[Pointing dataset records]
━━━━━━━━━━━━━━━━━━━━━━━━━━━━━━
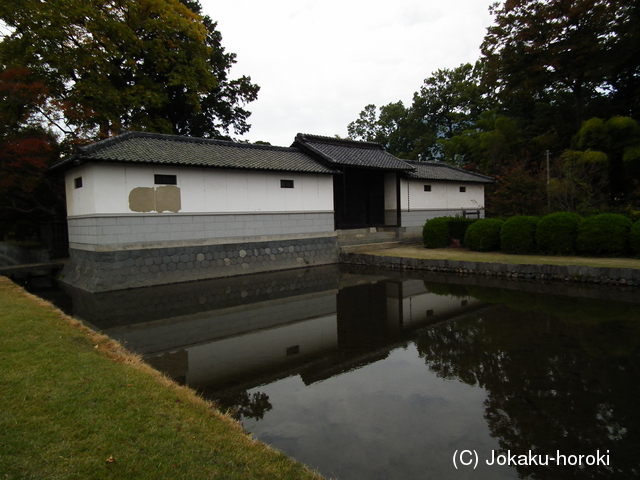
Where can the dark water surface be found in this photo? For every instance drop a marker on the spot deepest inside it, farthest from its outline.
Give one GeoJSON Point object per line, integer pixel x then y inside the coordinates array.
{"type": "Point", "coordinates": [372, 374]}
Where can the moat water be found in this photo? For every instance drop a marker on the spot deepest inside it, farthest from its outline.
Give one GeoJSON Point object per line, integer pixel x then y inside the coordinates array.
{"type": "Point", "coordinates": [373, 374]}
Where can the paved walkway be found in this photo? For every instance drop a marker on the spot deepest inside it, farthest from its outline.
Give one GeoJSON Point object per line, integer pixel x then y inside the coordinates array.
{"type": "Point", "coordinates": [617, 271]}
{"type": "Point", "coordinates": [461, 254]}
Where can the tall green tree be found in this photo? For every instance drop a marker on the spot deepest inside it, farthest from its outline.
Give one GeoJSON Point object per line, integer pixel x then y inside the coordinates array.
{"type": "Point", "coordinates": [555, 51]}
{"type": "Point", "coordinates": [153, 65]}
{"type": "Point", "coordinates": [388, 126]}
{"type": "Point", "coordinates": [448, 102]}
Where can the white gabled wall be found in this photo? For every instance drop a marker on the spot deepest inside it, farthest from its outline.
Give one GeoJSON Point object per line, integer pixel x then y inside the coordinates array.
{"type": "Point", "coordinates": [106, 189]}
{"type": "Point", "coordinates": [443, 195]}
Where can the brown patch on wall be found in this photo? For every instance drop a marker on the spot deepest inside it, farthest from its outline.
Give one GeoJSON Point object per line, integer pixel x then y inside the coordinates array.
{"type": "Point", "coordinates": [160, 199]}
{"type": "Point", "coordinates": [142, 199]}
{"type": "Point", "coordinates": [168, 199]}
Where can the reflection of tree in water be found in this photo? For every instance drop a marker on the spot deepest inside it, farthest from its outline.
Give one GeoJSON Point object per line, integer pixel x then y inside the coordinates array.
{"type": "Point", "coordinates": [569, 383]}
{"type": "Point", "coordinates": [241, 404]}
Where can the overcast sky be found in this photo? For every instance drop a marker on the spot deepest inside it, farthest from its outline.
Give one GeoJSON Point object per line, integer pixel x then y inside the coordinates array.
{"type": "Point", "coordinates": [320, 62]}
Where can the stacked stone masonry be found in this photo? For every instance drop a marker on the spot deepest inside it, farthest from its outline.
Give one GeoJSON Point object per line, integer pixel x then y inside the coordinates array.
{"type": "Point", "coordinates": [114, 270]}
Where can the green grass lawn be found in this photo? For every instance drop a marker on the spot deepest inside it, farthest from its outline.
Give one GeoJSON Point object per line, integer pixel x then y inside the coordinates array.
{"type": "Point", "coordinates": [75, 404]}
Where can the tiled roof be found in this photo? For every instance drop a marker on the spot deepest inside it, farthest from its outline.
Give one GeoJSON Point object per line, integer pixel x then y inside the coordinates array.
{"type": "Point", "coordinates": [442, 171]}
{"type": "Point", "coordinates": [349, 153]}
{"type": "Point", "coordinates": [149, 148]}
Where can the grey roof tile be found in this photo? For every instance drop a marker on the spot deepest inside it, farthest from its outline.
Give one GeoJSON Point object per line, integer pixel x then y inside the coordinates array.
{"type": "Point", "coordinates": [442, 171]}
{"type": "Point", "coordinates": [148, 148]}
{"type": "Point", "coordinates": [336, 151]}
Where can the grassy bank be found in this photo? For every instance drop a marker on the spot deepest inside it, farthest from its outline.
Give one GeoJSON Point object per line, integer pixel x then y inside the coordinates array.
{"type": "Point", "coordinates": [462, 254]}
{"type": "Point", "coordinates": [74, 404]}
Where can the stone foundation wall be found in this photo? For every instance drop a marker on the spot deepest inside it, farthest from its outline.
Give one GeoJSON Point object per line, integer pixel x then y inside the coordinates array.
{"type": "Point", "coordinates": [101, 271]}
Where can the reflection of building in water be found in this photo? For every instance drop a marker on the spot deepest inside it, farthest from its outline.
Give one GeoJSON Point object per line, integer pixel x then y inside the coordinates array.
{"type": "Point", "coordinates": [240, 330]}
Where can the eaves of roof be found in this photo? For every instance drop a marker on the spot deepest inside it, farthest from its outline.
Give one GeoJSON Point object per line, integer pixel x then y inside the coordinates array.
{"type": "Point", "coordinates": [443, 172]}
{"type": "Point", "coordinates": [157, 149]}
{"type": "Point", "coordinates": [350, 153]}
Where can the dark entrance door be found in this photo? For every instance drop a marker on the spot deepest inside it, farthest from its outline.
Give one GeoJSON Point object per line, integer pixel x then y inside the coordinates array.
{"type": "Point", "coordinates": [359, 198]}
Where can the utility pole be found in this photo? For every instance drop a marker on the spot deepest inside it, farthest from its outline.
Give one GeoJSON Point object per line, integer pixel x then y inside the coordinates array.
{"type": "Point", "coordinates": [548, 185]}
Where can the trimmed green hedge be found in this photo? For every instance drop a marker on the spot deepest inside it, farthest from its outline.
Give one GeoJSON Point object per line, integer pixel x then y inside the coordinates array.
{"type": "Point", "coordinates": [518, 235]}
{"type": "Point", "coordinates": [438, 232]}
{"type": "Point", "coordinates": [458, 227]}
{"type": "Point", "coordinates": [605, 234]}
{"type": "Point", "coordinates": [556, 233]}
{"type": "Point", "coordinates": [634, 239]}
{"type": "Point", "coordinates": [483, 235]}
{"type": "Point", "coordinates": [435, 233]}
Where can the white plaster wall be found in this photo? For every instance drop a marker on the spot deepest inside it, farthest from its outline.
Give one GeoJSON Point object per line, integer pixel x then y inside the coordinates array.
{"type": "Point", "coordinates": [390, 197]}
{"type": "Point", "coordinates": [80, 201]}
{"type": "Point", "coordinates": [106, 189]}
{"type": "Point", "coordinates": [443, 195]}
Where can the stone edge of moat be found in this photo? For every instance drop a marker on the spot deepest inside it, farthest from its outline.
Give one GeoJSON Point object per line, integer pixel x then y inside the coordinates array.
{"type": "Point", "coordinates": [545, 272]}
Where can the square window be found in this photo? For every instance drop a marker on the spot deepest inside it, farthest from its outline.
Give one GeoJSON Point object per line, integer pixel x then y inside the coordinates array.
{"type": "Point", "coordinates": [165, 179]}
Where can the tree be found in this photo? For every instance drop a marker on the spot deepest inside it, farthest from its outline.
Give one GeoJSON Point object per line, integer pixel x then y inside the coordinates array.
{"type": "Point", "coordinates": [449, 102]}
{"type": "Point", "coordinates": [390, 127]}
{"type": "Point", "coordinates": [151, 65]}
{"type": "Point", "coordinates": [72, 71]}
{"type": "Point", "coordinates": [26, 150]}
{"type": "Point", "coordinates": [542, 51]}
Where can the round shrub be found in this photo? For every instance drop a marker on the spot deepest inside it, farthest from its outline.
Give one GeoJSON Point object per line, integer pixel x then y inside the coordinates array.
{"type": "Point", "coordinates": [458, 227]}
{"type": "Point", "coordinates": [483, 235]}
{"type": "Point", "coordinates": [605, 234]}
{"type": "Point", "coordinates": [518, 235]}
{"type": "Point", "coordinates": [634, 239]}
{"type": "Point", "coordinates": [556, 233]}
{"type": "Point", "coordinates": [435, 233]}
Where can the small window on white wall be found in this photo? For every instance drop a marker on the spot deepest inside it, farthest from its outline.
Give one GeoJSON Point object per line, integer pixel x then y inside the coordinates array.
{"type": "Point", "coordinates": [165, 179]}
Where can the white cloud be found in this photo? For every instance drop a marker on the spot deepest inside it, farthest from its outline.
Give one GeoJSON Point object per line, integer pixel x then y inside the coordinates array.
{"type": "Point", "coordinates": [319, 63]}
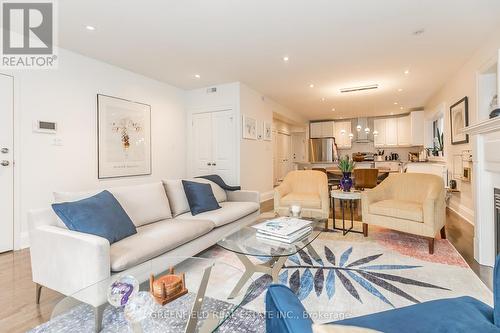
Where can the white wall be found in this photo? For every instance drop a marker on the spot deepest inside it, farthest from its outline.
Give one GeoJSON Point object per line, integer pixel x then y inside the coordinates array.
{"type": "Point", "coordinates": [67, 95]}
{"type": "Point", "coordinates": [461, 84]}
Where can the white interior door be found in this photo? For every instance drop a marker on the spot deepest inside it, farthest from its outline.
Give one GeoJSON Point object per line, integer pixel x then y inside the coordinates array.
{"type": "Point", "coordinates": [202, 144]}
{"type": "Point", "coordinates": [224, 145]}
{"type": "Point", "coordinates": [299, 147]}
{"type": "Point", "coordinates": [6, 163]}
{"type": "Point", "coordinates": [284, 152]}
━━━━━━━━━━━━━━━━━━━━━━━━━━━━━━
**AIM**
Take the line that contains "Where can the small" and every line after it up to the end of the records above, and restate them exactly, without the pictures.

**PROBLEM SOLUTION**
Where can the small window on white wall be found in this photo? For every instance drop a marker on the spot deepest inside it, farthest from its outline.
Give one GeoJSON Point object per line, integer pixel x then y inside the coordinates array.
{"type": "Point", "coordinates": [165, 179]}
Where can the white cloud be found in this photo? For every instance drop a marker on the spot deepest inside it, farthest from its outline.
Give one GeoJSON Point object per line, integer pixel x then y inside the coordinates array.
{"type": "Point", "coordinates": [319, 63]}
Where can the white wall be found in this photo? For every instance drop a marker on the spot deepest inside it, farthest from its outline.
Give one GeoJSON Point object per line, integer pixel x then y inside the coordinates array.
{"type": "Point", "coordinates": [67, 95]}
{"type": "Point", "coordinates": [461, 84]}
Where can the white interior door be found in this photo? For every instance drop a marker on the spot deepest inside it, farthest from its outline.
Give one GeoJSON Point object per line, integer pixel x then y inside the coordinates array.
{"type": "Point", "coordinates": [202, 144]}
{"type": "Point", "coordinates": [224, 145]}
{"type": "Point", "coordinates": [299, 147]}
{"type": "Point", "coordinates": [6, 163]}
{"type": "Point", "coordinates": [284, 152]}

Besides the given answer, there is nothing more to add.